TASK DESCRIPTION. Every line holding "jacket" should be copied from the records below.
STORED DATA START
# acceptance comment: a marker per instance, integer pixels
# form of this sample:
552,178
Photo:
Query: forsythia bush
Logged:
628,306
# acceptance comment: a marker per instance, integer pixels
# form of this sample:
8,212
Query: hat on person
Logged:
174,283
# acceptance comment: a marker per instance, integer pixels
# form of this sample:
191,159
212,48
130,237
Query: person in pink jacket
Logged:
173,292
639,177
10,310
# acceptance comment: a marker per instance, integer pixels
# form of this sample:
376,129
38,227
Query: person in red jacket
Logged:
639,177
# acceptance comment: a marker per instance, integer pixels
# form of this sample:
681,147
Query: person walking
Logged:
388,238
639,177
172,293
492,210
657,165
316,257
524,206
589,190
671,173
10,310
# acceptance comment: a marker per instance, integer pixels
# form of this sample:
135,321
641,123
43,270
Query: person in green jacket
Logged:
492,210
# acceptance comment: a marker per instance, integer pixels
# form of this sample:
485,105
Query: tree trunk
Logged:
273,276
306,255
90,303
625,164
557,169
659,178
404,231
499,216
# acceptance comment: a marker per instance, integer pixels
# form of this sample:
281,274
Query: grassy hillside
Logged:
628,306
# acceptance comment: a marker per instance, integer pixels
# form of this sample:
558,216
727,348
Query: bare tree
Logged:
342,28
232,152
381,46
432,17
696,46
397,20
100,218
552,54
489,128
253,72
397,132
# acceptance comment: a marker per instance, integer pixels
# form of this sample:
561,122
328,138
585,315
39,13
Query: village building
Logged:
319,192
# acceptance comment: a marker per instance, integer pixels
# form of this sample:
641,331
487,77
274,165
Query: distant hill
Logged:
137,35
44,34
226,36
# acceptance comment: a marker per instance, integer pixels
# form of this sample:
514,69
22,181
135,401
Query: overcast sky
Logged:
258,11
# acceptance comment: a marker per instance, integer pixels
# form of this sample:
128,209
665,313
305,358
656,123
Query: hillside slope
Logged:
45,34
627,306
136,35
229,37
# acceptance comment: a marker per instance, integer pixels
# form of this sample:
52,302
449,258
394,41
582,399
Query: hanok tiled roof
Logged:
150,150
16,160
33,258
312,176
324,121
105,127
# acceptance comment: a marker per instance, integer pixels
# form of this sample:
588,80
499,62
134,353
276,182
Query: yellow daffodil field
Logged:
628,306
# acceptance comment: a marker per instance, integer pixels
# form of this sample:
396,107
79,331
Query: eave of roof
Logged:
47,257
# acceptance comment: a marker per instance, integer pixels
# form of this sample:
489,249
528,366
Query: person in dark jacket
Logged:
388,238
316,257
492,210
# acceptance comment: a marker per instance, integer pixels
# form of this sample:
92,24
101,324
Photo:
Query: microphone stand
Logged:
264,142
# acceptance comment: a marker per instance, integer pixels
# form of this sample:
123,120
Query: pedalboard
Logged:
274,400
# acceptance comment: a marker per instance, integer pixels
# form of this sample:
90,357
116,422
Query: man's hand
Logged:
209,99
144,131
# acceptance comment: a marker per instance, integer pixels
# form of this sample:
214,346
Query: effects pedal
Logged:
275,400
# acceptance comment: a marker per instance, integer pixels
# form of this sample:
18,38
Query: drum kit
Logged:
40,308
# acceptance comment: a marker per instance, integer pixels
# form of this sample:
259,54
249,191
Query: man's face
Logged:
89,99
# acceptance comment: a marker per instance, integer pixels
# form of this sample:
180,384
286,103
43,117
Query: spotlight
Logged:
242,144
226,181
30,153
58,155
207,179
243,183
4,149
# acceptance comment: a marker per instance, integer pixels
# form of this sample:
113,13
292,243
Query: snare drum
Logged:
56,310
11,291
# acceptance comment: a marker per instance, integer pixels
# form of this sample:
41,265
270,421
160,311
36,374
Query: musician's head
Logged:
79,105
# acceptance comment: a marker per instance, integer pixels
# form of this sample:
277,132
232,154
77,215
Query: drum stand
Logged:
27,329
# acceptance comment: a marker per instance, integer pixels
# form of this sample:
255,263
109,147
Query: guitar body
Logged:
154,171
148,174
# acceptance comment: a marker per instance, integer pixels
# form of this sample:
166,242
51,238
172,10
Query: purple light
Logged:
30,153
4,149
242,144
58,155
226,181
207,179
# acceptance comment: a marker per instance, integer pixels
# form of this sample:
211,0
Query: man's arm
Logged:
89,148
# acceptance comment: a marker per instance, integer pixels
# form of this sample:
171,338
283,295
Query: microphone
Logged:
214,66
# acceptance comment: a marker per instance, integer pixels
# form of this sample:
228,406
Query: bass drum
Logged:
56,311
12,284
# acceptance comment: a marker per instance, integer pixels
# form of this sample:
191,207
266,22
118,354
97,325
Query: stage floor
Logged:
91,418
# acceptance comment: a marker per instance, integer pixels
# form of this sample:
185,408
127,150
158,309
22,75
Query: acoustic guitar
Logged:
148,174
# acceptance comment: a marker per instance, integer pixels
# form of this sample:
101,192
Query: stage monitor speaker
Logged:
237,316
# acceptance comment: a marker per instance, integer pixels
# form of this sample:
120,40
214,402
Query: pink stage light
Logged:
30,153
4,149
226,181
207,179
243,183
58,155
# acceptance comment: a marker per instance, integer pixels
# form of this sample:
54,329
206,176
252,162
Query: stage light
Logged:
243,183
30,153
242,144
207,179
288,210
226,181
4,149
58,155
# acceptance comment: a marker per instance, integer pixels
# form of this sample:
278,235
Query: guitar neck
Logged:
STORED DATA END
TASK OUTPUT.
Query: person in pink jacket
Query: person in red jacket
Query: person in green jacket
Query: person in dark jacket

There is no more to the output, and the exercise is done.